Entries from a dataset
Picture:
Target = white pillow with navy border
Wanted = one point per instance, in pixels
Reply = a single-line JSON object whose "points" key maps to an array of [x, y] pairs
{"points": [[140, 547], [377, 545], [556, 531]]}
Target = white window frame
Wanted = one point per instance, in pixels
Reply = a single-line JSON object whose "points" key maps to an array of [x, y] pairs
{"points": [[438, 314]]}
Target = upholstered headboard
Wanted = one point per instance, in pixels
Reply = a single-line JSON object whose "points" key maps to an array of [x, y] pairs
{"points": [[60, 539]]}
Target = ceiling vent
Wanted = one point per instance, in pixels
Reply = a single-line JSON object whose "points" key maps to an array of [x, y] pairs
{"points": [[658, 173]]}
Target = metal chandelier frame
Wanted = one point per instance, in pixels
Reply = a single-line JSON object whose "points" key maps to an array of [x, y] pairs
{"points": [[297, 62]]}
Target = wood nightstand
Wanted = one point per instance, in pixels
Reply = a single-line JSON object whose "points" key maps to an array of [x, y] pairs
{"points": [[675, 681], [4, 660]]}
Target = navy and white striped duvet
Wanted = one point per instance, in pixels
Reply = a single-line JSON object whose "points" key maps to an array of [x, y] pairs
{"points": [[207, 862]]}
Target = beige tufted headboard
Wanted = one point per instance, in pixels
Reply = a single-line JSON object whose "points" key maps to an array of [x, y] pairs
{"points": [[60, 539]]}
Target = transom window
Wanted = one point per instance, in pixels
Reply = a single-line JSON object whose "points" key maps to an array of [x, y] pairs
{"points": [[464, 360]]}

* * *

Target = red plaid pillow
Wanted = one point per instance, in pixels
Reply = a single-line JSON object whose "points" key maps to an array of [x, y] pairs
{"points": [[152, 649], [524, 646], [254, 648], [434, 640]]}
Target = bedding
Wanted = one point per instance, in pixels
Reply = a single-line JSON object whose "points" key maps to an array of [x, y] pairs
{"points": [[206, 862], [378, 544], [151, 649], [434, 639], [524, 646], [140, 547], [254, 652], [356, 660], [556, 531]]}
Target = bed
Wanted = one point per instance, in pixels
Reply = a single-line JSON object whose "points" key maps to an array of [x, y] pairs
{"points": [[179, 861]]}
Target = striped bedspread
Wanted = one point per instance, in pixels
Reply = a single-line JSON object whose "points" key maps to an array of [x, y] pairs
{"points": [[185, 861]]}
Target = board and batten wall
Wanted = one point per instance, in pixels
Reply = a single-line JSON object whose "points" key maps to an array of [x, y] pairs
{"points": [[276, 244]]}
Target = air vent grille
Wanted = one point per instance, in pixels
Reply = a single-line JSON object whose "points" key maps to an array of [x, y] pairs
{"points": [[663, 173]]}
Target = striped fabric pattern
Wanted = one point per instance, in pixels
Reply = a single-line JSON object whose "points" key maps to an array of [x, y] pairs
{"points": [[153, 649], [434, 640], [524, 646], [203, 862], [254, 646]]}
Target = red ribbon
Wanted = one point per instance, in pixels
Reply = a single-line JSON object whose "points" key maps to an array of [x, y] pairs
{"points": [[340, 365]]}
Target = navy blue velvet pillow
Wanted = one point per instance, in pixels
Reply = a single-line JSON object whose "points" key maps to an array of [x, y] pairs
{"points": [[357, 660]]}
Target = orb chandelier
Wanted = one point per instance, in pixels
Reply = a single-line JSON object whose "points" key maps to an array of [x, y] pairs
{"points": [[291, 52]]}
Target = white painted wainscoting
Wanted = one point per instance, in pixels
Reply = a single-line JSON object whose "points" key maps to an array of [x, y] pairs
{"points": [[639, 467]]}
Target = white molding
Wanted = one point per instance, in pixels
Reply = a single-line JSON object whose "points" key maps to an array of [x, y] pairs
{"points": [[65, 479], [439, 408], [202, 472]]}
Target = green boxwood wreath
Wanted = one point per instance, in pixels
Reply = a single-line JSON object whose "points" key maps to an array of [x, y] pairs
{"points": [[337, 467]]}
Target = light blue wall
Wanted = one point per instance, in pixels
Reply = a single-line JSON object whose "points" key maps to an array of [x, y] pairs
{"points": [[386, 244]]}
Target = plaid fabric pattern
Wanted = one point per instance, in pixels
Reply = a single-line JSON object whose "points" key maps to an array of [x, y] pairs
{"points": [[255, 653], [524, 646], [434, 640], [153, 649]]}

==

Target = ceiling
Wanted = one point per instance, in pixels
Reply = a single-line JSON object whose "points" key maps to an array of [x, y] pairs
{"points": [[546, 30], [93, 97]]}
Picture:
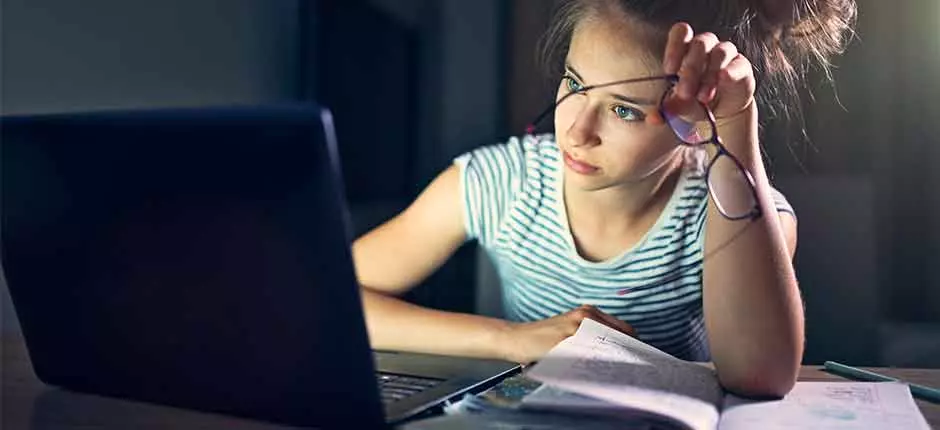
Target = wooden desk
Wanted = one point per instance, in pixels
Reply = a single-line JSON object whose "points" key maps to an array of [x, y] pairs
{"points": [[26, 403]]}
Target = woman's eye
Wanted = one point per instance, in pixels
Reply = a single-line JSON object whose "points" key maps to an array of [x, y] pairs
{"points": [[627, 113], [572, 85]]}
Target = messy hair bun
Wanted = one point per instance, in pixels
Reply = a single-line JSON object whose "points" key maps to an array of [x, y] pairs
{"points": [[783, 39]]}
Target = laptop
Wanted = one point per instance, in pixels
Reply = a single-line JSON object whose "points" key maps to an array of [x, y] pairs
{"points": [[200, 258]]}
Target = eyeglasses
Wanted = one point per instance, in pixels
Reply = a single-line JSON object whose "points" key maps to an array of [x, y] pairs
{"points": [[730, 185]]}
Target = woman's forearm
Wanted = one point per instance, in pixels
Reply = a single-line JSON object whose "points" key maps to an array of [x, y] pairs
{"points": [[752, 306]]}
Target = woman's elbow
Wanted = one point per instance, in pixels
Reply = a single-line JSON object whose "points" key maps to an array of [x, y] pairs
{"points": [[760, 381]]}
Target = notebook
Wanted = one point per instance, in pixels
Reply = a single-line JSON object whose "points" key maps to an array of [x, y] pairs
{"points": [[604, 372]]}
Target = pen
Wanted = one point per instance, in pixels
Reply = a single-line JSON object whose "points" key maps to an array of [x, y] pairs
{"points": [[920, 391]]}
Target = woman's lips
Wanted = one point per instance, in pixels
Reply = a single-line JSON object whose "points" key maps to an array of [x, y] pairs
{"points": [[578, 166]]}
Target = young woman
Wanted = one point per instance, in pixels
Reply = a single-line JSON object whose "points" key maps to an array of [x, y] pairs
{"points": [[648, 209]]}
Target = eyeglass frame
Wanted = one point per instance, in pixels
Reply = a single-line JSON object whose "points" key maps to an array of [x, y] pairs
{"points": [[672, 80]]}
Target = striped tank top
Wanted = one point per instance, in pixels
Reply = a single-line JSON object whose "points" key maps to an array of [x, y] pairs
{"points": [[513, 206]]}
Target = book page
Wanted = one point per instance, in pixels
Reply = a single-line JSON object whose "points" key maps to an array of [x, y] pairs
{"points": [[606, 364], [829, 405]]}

Instructions for the task
Pick out every line in the data above that contains the string "vent", and copy each one. Treat the match as case-sensitive.

Exercise result
Target = ceiling vent
Target = air vent grille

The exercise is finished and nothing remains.